Excerpt from a dataset
*-*-*

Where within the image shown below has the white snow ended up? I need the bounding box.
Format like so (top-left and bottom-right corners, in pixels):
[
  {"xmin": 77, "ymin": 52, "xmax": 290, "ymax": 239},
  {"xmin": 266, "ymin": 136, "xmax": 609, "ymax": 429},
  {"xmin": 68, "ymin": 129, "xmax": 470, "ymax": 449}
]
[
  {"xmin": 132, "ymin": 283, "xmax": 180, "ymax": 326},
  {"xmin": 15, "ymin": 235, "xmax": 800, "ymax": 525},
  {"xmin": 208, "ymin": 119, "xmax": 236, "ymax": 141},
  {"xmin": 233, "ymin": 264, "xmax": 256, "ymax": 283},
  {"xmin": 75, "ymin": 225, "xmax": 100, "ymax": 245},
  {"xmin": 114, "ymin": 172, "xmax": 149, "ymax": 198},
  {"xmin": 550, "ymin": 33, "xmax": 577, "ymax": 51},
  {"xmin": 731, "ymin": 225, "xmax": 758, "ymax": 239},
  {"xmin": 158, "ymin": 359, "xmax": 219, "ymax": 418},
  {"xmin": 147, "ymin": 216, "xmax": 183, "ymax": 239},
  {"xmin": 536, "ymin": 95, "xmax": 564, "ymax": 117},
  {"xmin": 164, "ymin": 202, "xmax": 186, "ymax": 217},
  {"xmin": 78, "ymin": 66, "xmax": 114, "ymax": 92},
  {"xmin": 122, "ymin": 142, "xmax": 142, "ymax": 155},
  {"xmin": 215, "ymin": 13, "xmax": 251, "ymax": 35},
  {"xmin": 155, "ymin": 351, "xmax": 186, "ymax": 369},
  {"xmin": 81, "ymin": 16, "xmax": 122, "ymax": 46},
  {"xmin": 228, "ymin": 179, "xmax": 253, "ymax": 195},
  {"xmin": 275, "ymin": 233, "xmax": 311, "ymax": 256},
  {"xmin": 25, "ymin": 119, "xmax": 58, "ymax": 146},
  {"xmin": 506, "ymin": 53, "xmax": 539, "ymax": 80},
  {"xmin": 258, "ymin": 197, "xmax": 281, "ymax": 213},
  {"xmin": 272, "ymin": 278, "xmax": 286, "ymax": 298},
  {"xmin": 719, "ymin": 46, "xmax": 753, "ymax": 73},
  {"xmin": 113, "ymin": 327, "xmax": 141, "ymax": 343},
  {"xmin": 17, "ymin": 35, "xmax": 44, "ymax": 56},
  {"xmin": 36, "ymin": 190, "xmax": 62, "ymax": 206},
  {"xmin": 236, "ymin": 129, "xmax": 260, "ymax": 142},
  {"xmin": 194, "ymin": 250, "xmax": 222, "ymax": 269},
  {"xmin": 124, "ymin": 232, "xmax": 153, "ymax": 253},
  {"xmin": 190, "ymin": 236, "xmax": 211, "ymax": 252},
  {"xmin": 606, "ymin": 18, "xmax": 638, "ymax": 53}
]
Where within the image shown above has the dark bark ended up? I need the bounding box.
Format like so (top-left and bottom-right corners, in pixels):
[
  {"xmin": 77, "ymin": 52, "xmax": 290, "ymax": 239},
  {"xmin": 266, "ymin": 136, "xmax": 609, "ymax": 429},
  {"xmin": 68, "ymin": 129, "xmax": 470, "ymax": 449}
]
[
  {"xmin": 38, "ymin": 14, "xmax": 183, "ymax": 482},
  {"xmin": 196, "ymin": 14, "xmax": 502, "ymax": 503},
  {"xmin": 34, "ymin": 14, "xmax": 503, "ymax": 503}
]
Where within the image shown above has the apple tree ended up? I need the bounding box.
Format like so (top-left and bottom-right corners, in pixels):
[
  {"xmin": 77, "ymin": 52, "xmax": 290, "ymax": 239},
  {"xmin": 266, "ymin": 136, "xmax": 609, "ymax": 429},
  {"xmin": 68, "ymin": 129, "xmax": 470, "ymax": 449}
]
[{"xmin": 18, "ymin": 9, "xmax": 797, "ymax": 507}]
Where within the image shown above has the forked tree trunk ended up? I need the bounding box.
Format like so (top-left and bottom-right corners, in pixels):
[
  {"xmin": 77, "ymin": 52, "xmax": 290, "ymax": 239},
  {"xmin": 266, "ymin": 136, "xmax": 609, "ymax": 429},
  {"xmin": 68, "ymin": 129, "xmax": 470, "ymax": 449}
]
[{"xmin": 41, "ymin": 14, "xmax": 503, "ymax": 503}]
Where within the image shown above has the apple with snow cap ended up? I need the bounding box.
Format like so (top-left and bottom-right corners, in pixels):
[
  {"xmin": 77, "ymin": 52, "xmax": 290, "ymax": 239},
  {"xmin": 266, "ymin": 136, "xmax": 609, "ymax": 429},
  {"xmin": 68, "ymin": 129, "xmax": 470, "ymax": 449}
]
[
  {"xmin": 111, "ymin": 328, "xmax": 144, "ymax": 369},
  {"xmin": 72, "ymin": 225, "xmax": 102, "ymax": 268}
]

*-*-*

**WHAT THE EXERCISE ASKS**
Copy out word for word the part of the data above that starts with the line containing "Where within the image shown above has the forked" and runs through the end of the data.

**EXPECTED ANSWER**
Where within the image shown above has the forked tree trunk ended up? I need the bounding box.
Format like so (top-left and bottom-right corners, in pixels):
[
  {"xmin": 77, "ymin": 52, "xmax": 290, "ymax": 239},
  {"xmin": 266, "ymin": 136, "xmax": 609, "ymax": 429},
  {"xmin": 68, "ymin": 129, "xmax": 470, "ymax": 449}
]
[{"xmin": 41, "ymin": 14, "xmax": 503, "ymax": 503}]
Where within the image shown above has the apple with snow cap ended up? I need the bounding box.
Format like so (top-left and bottom-right corners, in pixels):
[
  {"xmin": 77, "ymin": 52, "xmax": 290, "ymax": 239},
  {"xmin": 266, "ymin": 136, "xmax": 609, "ymax": 429},
  {"xmin": 68, "ymin": 129, "xmax": 470, "ymax": 449}
]
[
  {"xmin": 111, "ymin": 328, "xmax": 144, "ymax": 369},
  {"xmin": 72, "ymin": 225, "xmax": 102, "ymax": 268}
]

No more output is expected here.